> _TEXT SECTION_
• • • • •
Note: Though we are often calling different Protocol Data Units (PDUs) at different layers "packet", the usual convention is that the PDUs are named as:

Layer PDU name
L2 / Data-Link Layer Ethernet Frame
L3 / Network Layer IP Packet
L4 / Transport Layer TCP Segment or UDP Datagram

 

- Why do we need to consider MTU size when we are talking about VPN solutions, such as GlobalProtect?
All VPN solutions are adding certain overhead to our original data, thus effectively reducing MTU we are able to use (if we are to avoid fragmentation). Additionally, MTU can be different (lower) along the whole connection path and introduce issues.

 

Screenshot 2021-02-19 at 20.57.21.png

 

- What is a fragmentation and why do we want to avoid it?

Fragmentation is a process of splitting an IP packet into multiple fragments (which are also IP packets themselves) in case the data to be carried exceeds egress interface MTU. Some of the downsides of fragmentation are:

(a) lower throughput (performance) caused by additional overhead;

(b) additional (CPU) processing time used to handle fragmentation (regardless if we are fragmenting the data or reassembling received fragments);

(c) if a single fragment is missing on a receiving end, upper layer (such as TCP) retransmissions mechanism will cause all the fragments to be re-sent (there is no retransmission flow control mechanism on IP layer);

(d) IP fragmentation is used as one of the evasion techniques, making it harder for security devices (such as firewalls) to detect malicious payload (overlapping fragments, depleting or exceeding buffers, etc.)

 

Note: This article is focused on IPv4 MTU issues as IPv6 is quite different in handling fragmentation. 

 

Overhead

 

IPSec Tunnel

Looking at the overhead added in case of GlobalProtect IPSec tunnel, we have the following:

- additional IP header used to deliver the packet between tunnel endpoint (external tunnel IPs)

- UDP encapsulation used for NAT traversal (port 4501)

- ESP encapsulation

Screenshot 2021-02-10 at 00.05.22.png

 

 

 

 

 

 

 

 

Exact overhead size depends on the cipher used and pad length (which varies based on the input data size). 

 

- For AES-CBC (Cipher Block Chaining) cipher, we have the following overhead size:

Header / Trailer Size (Bytes)
IP 20
UDP 8
ESP SPI 4
ESP Seq 4
IV (Initialization Vector) 16
Padding 0 - 15
Pad Length 1
Next Header 1
Authentication Hash 12
TOTAL 66 - 81

 

Example of decrypted packet in Wireshark:

Screenshot 2021-02-10 at 00.14.37.png

 

 

 

 

 

 

 

 

 

 

- For AES-GCM (Galois/Counter Mode) cipher:

Header / Trailer Size (Bytes)
• • • • •
> _SOURCE DATA_
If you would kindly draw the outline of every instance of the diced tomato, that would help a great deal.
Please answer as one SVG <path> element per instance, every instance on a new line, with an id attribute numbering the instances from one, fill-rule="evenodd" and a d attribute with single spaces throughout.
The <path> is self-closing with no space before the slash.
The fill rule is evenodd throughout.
• • • • •
> _TASK DIRECTIONS_
Carry on the VPN overhead and MTU text from the point where it stops.

> _OUTPUT BELOW_
IP 20
UDP 8
ESP SPI 4
ESP Seq 4
IV (Initialization Vector) 8
Padding 0 - 15
Pad Length 1
Next Header 1
Authentication Hash 16
TOTAL 62 - 77

 

Example of decrypted packet in Wireshark:

Screenshot 2021-02-10 at 00.20.50.png

 

 

 

 

 

 

 

 

 

 

 

SSL Tunnel

GlobalProtect can use SSL-based tunnel as well, which adds its own overhead.

Note: IPSec tunnel is preferred from a performance perspective. This is not just because SSL tunnels are adding a bit more overhead. The main reason is that the outer SSL tunnel is TCP-based and has flow control (unlike UDP encapsulated IPSec tunnel). This is especially visible for inner tunnel TCP based transfers (HTTP, HTTPS, FTP, SMB, etc.), as we have separate, out-of-sync flow controls for inner and outer tunnel flows. 

 

Added overhead depends on the cipher suite used and padding.

Cipher Suite Max Overhead (Bytes)
AES_128_CBC_SHA 113
AES_128_CBC_SHA256 125
AES_256_CBC_SHA256 125
AES_128_GCM_SHA256 85
AES_256_GCM_SHA384 85

 

- For example, when using AES_256_GCM_SHA384, overhead consists of:

Header / Trailer Size (Bytes)
IP 20
TCP 20
SSL Content Type 1
SSL Version 2
SSL Length 2
Authentication 24
Custom Meta-Data 16
TOTAL 85

 

Tunnel Interface MTU

 

In order to accommodate additional overhead tunnel interface attached to the GlobalProtect Gateway, the configuration automatically adjusts MTU value based on the tunnel type (IPSec vs SSL) and cipher used. This in turn affects MSS (Maximum Segment Size) TCP option advertised across the tunnel. 

Screenshot 2021-02-10 at 21.40.39.png

 

 

 

 

 

 

 

Note that the show interface tunnel.<id> CLI command shows either:

- default platform MTU value or

> show interface tunnel.2
--------------------------------------------------------------------------------
Name: tunnel.2, ID: 259
...
Interface MTU 1500

> show system setting jumbo-frame
Device Jumbo-Frame mode:                           off
Maximum of frame size excluding Ethernet header:   1500
Current device mtu size:                           1500

- explicit MTU value configured on the Tunnel Interface (if configured).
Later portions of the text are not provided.